Assignment:
Pictures do not belong in the copy; quote every entry below exactly.

Recorded data:
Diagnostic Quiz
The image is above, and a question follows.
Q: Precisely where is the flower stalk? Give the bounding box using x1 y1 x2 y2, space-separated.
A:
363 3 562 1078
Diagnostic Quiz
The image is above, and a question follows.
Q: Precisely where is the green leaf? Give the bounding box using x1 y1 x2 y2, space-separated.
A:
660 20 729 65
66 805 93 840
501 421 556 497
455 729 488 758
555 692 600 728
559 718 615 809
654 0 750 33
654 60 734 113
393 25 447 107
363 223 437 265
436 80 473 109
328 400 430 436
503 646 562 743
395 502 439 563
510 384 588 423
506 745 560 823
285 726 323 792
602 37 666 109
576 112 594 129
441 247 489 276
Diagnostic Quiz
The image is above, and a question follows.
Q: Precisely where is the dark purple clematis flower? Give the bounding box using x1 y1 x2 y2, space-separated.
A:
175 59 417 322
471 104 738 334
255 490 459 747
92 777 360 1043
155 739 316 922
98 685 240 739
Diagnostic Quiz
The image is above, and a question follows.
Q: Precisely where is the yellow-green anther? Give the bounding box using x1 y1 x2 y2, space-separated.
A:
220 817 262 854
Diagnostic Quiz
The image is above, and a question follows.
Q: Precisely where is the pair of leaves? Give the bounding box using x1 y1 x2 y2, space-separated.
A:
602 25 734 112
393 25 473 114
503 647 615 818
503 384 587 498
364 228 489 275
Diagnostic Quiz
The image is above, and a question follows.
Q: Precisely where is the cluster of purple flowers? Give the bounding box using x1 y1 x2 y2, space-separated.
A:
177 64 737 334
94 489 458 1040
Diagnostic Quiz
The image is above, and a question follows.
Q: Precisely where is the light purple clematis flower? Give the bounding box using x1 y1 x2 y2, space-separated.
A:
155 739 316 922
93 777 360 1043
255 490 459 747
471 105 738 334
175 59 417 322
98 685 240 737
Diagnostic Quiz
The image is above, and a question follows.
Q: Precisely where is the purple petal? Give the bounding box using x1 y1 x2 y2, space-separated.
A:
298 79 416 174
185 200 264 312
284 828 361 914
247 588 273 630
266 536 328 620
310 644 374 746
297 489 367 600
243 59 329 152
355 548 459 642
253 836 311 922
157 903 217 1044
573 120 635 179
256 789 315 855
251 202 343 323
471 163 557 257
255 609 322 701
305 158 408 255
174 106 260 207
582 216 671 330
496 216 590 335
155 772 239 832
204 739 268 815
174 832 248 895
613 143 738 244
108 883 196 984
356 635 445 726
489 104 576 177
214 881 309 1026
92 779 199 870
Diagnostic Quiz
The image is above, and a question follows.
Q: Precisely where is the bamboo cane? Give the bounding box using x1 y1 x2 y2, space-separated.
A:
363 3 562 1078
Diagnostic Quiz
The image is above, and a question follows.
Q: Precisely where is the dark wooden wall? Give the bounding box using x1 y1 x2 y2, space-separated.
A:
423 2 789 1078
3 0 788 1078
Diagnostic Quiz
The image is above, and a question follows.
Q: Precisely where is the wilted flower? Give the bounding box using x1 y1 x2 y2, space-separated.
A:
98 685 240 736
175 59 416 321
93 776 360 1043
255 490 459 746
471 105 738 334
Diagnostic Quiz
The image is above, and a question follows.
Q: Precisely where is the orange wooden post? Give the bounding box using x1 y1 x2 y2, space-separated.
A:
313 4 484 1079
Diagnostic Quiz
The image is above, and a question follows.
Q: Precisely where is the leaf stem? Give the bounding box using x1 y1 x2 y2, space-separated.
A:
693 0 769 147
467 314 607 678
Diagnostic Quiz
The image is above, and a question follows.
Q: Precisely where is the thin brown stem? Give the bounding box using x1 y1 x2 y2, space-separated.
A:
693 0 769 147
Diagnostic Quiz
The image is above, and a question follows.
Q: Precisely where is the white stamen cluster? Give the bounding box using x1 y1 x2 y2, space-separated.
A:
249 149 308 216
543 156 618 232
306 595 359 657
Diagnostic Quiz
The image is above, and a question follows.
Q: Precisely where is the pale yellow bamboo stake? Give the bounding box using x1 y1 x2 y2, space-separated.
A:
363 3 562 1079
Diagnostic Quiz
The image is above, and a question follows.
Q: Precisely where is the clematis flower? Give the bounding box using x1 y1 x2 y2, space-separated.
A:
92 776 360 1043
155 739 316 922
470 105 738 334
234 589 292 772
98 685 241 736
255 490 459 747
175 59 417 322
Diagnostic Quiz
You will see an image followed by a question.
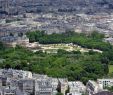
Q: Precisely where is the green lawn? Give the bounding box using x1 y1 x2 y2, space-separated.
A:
109 65 113 75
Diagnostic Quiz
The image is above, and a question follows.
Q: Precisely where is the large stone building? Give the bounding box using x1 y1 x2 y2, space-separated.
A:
67 81 86 95
35 78 53 95
18 79 35 95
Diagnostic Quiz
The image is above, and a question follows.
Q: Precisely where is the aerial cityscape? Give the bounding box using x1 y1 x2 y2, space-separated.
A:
1 0 113 95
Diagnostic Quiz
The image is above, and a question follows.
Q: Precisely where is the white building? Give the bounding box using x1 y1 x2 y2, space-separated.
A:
97 79 113 89
51 78 59 95
22 70 33 79
67 81 86 95
58 78 68 95
67 92 82 95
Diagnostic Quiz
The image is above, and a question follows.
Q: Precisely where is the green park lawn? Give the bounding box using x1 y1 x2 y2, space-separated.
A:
109 65 113 75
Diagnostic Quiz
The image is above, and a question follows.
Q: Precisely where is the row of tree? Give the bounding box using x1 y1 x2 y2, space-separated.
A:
27 31 111 51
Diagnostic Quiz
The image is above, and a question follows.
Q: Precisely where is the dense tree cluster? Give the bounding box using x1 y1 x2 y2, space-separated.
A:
0 45 108 84
27 31 111 51
106 86 113 92
56 92 63 95
0 42 5 50
0 31 113 84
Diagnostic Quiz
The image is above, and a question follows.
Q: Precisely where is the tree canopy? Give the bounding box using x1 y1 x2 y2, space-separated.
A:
0 31 112 84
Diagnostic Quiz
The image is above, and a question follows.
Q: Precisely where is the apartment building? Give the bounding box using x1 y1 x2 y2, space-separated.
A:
97 79 113 89
86 80 102 95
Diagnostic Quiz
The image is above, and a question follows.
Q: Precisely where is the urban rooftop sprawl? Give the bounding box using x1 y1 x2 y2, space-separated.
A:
1 0 113 43
0 69 112 95
1 0 113 95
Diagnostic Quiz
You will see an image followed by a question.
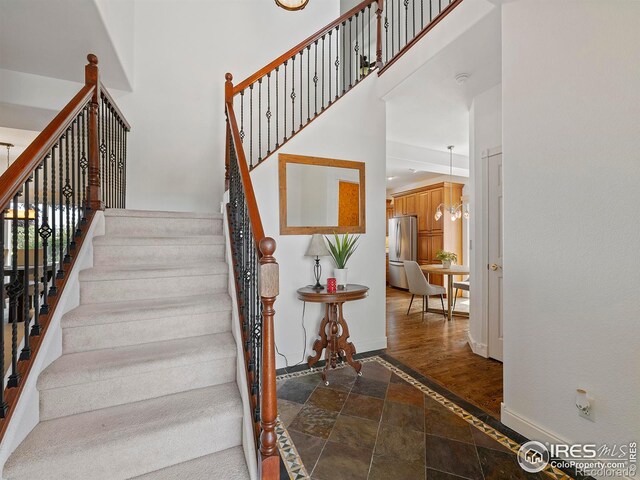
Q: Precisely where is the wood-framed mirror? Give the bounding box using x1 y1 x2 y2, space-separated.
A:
279 153 366 235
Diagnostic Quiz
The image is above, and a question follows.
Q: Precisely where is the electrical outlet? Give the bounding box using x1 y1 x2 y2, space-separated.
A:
576 389 595 422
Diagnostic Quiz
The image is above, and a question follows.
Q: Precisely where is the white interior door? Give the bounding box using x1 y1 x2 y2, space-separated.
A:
487 151 503 361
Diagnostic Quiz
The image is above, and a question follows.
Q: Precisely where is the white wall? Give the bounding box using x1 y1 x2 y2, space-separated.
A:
117 0 339 213
501 0 640 461
468 82 501 356
250 74 387 369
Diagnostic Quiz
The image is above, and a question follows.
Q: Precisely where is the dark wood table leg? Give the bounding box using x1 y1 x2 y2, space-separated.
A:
308 304 330 369
336 302 362 375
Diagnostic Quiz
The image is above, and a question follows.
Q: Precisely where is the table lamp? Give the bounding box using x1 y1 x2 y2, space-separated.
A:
305 234 330 290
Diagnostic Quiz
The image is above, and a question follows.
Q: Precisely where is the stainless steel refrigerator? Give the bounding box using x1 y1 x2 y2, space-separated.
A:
388 216 417 289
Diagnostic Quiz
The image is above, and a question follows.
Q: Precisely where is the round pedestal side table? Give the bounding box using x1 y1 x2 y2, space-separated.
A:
297 284 369 386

Exercise response:
Diagnostic Quiz
The image is above, and a question follows.
Q: Precisely where is the flower stalk? Give the bounding box using x1 y1 x2 y2, space-separated.
A:
363 3 562 1078
Diagnostic Quiz
The image is above, and a question follows.
Q: Precisely where is the green leaf? Give the bounding box using x1 y1 x2 y2, space-separated.
A:
660 20 729 65
66 805 93 840
501 421 556 497
455 729 488 758
555 692 600 728
559 718 615 809
654 0 750 33
654 60 734 113
393 25 447 107
363 223 437 265
436 80 473 109
328 400 430 436
503 646 562 743
395 502 439 563
510 384 588 423
506 745 560 823
285 726 323 792
602 37 666 109
576 112 594 129
441 247 489 276
Diagnostic Quiz
The image is above, and a question follows.
Q: Precisely where is the dark purple clematis flower? Give the bounding box using x1 y1 x2 y2, space-separated.
A:
175 59 417 322
471 104 738 334
255 490 459 747
92 777 360 1043
155 739 316 922
98 685 240 739
Diagnostic Quiz
The image is above, and a question follows.
Q: Precisely where is the yellow-green anther? Give the bounding box using x1 y1 x2 y2, space-separated.
A:
220 817 262 854
Diagnostic Quiz
The image is above, and a question follows.
Q: Precisely where is the pair of leaves? Give the bounding box using x1 y1 x2 y2, space-separated.
A:
602 25 734 112
393 25 473 114
503 647 615 818
503 384 587 498
364 228 489 275
Diagnostic Quiz
The image is above, and a question follows.
Q: Precisely where is the cluster of purple flowers? Give the bounding box using x1 y1 x2 y2, space-separated.
A:
177 64 737 334
94 489 458 1040
Diagnostic Quiz
The image is above, and a question follows.
Q: Precisely where is the light purple clematis flower? Give the bounding box using x1 y1 x2 y2, space-separated.
A:
155 739 316 922
93 777 360 1043
255 490 459 747
471 105 738 334
175 59 417 322
98 685 240 737
Diagnostic Quiz
The image is above, and a question follows.
Q: Precisely where is the purple petal? Give the bounding box using x1 y1 x2 y2, space-separated.
A:
298 79 416 174
185 200 264 312
284 828 361 914
247 588 273 630
266 536 328 620
310 644 374 746
297 489 367 600
243 59 329 152
355 548 459 642
253 836 311 922
157 903 217 1044
573 120 635 179
256 789 315 855
251 202 343 323
471 163 557 257
255 609 322 701
305 158 408 255
174 106 260 207
582 216 671 330
496 216 590 335
155 772 239 832
204 739 268 815
174 832 248 895
613 143 738 244
108 883 196 984
356 635 445 726
489 104 576 177
214 881 309 1026
92 779 199 870
Diagnostic Quiz
The image is above, and a question follows.
Q: Precisely where is the bamboo cane? Give the bounding box using x1 y1 x2 y2, space-separated.
A:
363 3 562 1078
Diagnostic Quiz
The image is above, and a question follows.
Q: Precisely where is the dark wooden wall? Give the bounding box using x1 y1 x2 y2, space-separated.
A:
423 2 789 1078
3 0 788 1078
Diagnostic Quiz
The image is above, and a question follows.
Q: Precisely where is the wilted flower? Give the bounding box using x1 y1 x2 y2, space-separated.
A:
98 685 240 736
175 59 416 321
93 776 360 1043
255 490 459 746
471 105 738 334
Diagnostic Quiz
The image is above, and a question follows.
Q: Precisely where is the orange wooden post? Give the bounding box using x1 y1 x2 y2, space-separated.
A:
313 4 484 1079
Diagnostic Quiz
The image is above, and a question follows.
Q: Precisely where is the leaf stem? Give the bounding box using x1 y1 x2 y2, space-separated.
A:
693 0 769 147
467 314 607 678
Diagnostic Quiz
The image is above, and a question follows.
Q: Precisely where is the thin brown stem? Give the bounding box using x1 y1 x2 y2, space-separated.
A:
693 0 769 147
Diagnostic Quiz
The image is above, and a question follows.
Q: Precisely where is the white stamen cluster? Give the bounding box using x1 y1 x2 y2, space-separated.
A:
249 149 308 216
543 156 618 232
306 595 359 657
Diagnostic Quiz
The image is above, and a question follows.
Q: Precisely where is the pale yellow bamboo stake? Give the bounding box using x1 y1 x2 y2, space-separated.
A:
363 3 562 1079
Diagnostic Quiz
The image is above, and a question follows.
Q: Precisely where is the clematis flower? Give the bounding box using x1 y1 x2 y2, space-separated.
A:
92 776 360 1043
155 739 316 922
470 105 738 334
234 589 292 772
98 685 241 736
255 490 459 747
175 59 417 322
Diagnostic Quiz
You will see an image followed by a question.
Q: Precisely where is the green lawn? Give the bounding box using x1 y1 x2 y2, space-separated.
A:
109 65 113 75
Diagnostic Quiz
The image is above, and a question follows.
Q: Precisely where is the large stone building? Give the bounding box using x1 y1 x2 y2, space-separated.
A:
67 81 86 95
35 78 53 95
18 79 35 95
Diagnostic Quiz
The image is above, and a question follows.
Q: Precisely where is the aerial cityscape? Give the bounding box using x1 y1 x2 y2, space-separated.
A:
1 0 113 95
Diagnostic Quiz
The image is above, and a question follows.
Q: Precisely where is the white building? Give the bounding box using x1 y1 x2 y2, space-separated.
A:
97 79 113 89
51 78 59 95
22 70 33 79
67 81 86 95
58 78 68 95
67 92 82 95
Diagnostic Quiz
The image is above, and a question follows.
Q: Precisely where is the green park lawn? Give the bounding box using x1 y1 x2 y2, space-separated.
A:
109 65 113 75
Diagnostic Quiz
The image is above, and a question follows.
Q: Precisely where is the row of tree? Give the bounding box using x1 y1 x2 y2, space-separated.
A:
27 31 111 51
Diagnostic Quiz
The image is above, and a question follows.
Q: Precisely where is the dense tree cluster? Give the bounding box using x1 y1 x2 y2, space-separated.
A:
0 45 108 84
27 31 111 51
106 86 113 92
56 92 63 95
0 42 5 50
0 31 113 84
Diagnostic Quiz
The image is above, and a question follows.
Q: Precisely where is the tree canopy? Give the bounding box using x1 y1 x2 y2, space-separated.
A:
0 31 112 84
Diagnostic Quiz
The image is above, and a question follows.
Q: Precisely where is the apartment building? Give the bounding box using x1 y1 x2 y2, space-separated.
A:
97 79 113 89
86 80 102 95
Diagnostic Quiz
The image is above, and a question follows.
Q: Precisely where is the urban rooftop sprawl? Give the bounding box using x1 y1 x2 y2, space-separated.
A:
1 0 113 43
0 69 112 95
1 0 113 95
Diagnostic Quiz
You will see an image followed by a question.
Q: Precisely where is the wood-framed mirror? Give the bounding box using x1 y1 x2 y2, space-separated.
A:
279 153 366 235
Diagnostic Quiz
The image is above, and a question follows.
Q: Precisely where is the electrical outlet? Give the bounding box using x1 y1 x2 y2, space-separated.
A:
576 389 595 422
Diagnostic Quiz
The image is above, and a question follows.
Q: Precisely where is the white interior door? Give the bounding box using x1 y1 x2 y2, space-separated.
A:
487 151 503 361
Diagnostic Quiz
The image is above, and a question follows.
Q: Precisely where is the white wall? Give the bounding box using x1 y1 x2 y2, space-separated.
A:
117 0 339 213
501 0 640 461
468 82 501 356
250 74 387 369
Diagnostic Quiz
The image is above, and a question follows.
Q: Precisely where is the dark wood table leg? Give the bounding box using x1 y1 x2 y2, space-separated.
A:
308 304 330 369
336 302 362 375
Diagnostic Quiz
The image is above, and a question follows.
Q: Precisely where is the table lamp? Give the bounding box using x1 y1 x2 y2, space-separated.
A:
305 234 330 290
Diagnostic Quiz
The image is above, and a question follows.
Q: Precisely where is the stainless steel refrigerator? Give the bounding box using x1 y1 x2 y2, space-separated.
A:
388 216 417 289
Diagnostic Quiz
The image is above, and a question follows.
Q: Precisely where is the round pedestal side table? Give the bounding box using x1 y1 x2 y2, space-separated.
A:
297 284 369 386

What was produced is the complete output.